▶ _GIVEN TASK_
Everything from the line containing "of the weathered" to the last line of the records must be returned verbatim; nothing else belongs in the output.

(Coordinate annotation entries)
•••••

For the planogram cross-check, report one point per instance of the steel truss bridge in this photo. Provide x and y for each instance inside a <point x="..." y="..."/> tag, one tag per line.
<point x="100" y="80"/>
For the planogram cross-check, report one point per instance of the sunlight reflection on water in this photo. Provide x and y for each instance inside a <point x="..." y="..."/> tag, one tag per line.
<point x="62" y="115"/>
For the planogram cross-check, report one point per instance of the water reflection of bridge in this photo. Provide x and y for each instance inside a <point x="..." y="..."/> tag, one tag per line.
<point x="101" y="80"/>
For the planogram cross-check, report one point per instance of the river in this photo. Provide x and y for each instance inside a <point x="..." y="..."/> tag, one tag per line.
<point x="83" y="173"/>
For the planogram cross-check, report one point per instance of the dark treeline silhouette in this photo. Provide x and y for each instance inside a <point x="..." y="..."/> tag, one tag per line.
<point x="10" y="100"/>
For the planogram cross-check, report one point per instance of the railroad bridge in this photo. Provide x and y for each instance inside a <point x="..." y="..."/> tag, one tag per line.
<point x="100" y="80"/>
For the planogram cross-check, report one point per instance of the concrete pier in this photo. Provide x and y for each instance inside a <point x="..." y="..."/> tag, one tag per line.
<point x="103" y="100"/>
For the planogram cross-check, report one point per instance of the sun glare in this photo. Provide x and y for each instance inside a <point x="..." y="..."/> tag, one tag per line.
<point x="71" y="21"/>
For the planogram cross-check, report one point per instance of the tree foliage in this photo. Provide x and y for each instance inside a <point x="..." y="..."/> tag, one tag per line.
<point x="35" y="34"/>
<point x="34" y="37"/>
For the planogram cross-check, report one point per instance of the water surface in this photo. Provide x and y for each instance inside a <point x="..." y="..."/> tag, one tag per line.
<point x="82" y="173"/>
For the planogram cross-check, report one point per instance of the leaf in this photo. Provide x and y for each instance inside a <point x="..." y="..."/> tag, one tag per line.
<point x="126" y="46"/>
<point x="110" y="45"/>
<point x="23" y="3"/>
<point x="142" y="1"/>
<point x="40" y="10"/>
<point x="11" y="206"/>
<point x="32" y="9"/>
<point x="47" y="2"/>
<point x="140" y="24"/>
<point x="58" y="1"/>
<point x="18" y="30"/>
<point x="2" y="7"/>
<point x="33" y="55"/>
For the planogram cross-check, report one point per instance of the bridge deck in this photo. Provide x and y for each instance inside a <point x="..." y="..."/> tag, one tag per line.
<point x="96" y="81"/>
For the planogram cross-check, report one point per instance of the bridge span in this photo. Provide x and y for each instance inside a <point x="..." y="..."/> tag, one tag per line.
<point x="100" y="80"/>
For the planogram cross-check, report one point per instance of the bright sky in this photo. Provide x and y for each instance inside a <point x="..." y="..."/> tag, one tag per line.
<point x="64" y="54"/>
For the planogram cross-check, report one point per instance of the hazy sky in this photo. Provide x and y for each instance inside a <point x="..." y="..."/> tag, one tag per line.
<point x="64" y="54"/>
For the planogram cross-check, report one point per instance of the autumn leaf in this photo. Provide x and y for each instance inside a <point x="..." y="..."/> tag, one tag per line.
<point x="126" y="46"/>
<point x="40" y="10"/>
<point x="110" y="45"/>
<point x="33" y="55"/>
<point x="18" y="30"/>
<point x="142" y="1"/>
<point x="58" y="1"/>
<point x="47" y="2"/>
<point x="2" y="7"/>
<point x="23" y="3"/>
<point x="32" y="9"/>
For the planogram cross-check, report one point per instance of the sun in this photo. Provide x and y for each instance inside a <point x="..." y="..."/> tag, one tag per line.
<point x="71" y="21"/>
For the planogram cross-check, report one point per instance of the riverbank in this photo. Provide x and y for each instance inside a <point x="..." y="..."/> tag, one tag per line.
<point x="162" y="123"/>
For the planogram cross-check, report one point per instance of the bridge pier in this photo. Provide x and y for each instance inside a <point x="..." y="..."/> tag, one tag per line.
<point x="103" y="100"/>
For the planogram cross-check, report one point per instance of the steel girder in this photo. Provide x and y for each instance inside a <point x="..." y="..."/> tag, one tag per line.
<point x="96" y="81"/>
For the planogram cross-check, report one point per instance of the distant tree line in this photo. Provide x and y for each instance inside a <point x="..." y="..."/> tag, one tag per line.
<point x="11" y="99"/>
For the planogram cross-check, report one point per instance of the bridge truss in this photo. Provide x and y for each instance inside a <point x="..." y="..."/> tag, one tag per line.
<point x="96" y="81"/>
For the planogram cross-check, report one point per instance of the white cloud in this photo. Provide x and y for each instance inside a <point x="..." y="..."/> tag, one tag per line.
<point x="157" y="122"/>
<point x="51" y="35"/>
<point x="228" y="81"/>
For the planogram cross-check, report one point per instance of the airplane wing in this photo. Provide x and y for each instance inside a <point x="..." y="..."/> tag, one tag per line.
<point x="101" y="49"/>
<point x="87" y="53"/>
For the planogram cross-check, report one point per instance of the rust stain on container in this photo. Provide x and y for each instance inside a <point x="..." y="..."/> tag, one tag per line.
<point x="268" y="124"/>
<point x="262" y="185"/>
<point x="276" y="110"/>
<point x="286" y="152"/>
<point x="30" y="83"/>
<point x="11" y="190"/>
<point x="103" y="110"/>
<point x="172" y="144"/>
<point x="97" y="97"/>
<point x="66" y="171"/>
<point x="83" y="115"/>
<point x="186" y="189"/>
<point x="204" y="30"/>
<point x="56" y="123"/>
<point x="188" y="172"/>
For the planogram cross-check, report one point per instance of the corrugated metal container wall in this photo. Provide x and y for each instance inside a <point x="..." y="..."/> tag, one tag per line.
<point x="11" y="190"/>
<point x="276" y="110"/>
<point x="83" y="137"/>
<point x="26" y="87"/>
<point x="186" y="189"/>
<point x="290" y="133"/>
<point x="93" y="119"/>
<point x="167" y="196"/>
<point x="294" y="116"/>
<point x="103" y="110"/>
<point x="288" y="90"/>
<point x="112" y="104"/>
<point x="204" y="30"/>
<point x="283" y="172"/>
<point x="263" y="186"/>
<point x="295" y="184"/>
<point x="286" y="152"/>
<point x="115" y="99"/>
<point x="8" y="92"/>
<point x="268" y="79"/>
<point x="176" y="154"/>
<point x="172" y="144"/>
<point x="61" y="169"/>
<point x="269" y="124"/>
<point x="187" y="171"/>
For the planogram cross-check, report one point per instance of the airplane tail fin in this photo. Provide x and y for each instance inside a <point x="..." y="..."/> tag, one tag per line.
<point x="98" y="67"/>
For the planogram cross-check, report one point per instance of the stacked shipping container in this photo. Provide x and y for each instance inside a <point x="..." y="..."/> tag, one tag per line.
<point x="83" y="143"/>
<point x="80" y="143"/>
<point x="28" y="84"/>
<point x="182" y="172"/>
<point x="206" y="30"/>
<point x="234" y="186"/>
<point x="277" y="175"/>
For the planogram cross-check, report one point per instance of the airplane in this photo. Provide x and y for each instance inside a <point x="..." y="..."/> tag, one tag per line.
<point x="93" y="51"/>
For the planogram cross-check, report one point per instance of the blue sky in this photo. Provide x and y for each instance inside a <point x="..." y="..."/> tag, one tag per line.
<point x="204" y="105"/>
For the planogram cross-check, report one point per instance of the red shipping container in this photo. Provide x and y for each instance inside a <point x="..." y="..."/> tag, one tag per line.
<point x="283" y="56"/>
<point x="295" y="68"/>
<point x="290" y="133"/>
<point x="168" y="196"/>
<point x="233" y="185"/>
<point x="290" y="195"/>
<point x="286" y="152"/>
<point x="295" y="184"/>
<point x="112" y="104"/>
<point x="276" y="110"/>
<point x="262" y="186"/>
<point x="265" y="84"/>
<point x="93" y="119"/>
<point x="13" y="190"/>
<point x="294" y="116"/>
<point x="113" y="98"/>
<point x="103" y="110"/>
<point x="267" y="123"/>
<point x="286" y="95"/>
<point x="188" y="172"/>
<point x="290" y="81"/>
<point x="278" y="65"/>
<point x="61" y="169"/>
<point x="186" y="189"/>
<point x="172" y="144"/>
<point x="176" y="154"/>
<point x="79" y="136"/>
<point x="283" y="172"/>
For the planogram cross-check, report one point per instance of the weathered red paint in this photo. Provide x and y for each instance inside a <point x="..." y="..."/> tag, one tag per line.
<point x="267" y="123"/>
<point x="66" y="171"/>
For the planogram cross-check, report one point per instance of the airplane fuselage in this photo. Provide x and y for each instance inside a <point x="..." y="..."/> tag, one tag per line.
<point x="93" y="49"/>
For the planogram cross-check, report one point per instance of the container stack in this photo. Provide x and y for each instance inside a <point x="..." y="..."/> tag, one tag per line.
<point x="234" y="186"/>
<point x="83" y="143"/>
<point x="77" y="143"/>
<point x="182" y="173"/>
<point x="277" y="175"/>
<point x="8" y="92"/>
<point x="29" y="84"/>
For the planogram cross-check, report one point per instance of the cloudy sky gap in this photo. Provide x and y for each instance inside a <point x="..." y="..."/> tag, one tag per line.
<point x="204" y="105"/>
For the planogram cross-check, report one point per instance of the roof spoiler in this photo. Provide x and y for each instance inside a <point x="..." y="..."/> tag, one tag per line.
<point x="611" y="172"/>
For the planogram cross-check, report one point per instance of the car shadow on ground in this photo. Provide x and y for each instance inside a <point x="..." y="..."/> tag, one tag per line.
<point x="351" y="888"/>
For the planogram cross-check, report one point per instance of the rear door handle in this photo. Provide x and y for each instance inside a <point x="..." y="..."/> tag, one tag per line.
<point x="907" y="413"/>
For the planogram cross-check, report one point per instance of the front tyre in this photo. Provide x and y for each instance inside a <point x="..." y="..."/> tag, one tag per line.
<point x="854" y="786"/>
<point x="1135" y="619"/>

•••••

▶ _TASK RESULT_
For the planogram cross-check, report one point per instance of the weathered red paint in this photo. Provide x and y for each instance inside a <point x="..." y="..."/> tag, one tag per line.
<point x="267" y="123"/>
<point x="66" y="171"/>
For the planogram cross-check, report one point per instance of the airplane fuselage in this photo. Provide x and y for each instance inside a <point x="..." y="..."/> tag, one tag per line.
<point x="93" y="49"/>
For the planogram cross-check, report one point per instance of the container stack in this photo. Provide x and y for each instance inside a <point x="..." y="..."/> tag, one tag per line.
<point x="234" y="186"/>
<point x="83" y="143"/>
<point x="77" y="143"/>
<point x="182" y="173"/>
<point x="277" y="175"/>
<point x="8" y="92"/>
<point x="29" y="84"/>
For the planogram cross-check, report one point per instance of the cloudy sky gap in this photo. Provide x and y for each instance inside a <point x="..." y="..."/> tag, one tag per line.
<point x="204" y="105"/>
For the planogram cross-check, report one point per instance of the roof spoiler in this photo. Provide x and y for each instance inside a <point x="..." y="..."/> tag, one tag per line.
<point x="611" y="172"/>
For the planogram cross-check, report one point per instance of the car shadow on ground in this photo. Provide x and y for each instance inside a <point x="..." y="..."/> tag, one tag per line.
<point x="351" y="888"/>
For the planogram cross-check, report one point per instance of the rear door handle in this photo. Provide x and y for each instance inside a <point x="..." y="..."/> tag, one tag per line.
<point x="907" y="413"/>
For the planogram cross-check, report one point per instance of the front tyre in this photo. Provide x and y for each instance inside a <point x="..." y="..."/> tag, one tag per line.
<point x="854" y="786"/>
<point x="1135" y="619"/>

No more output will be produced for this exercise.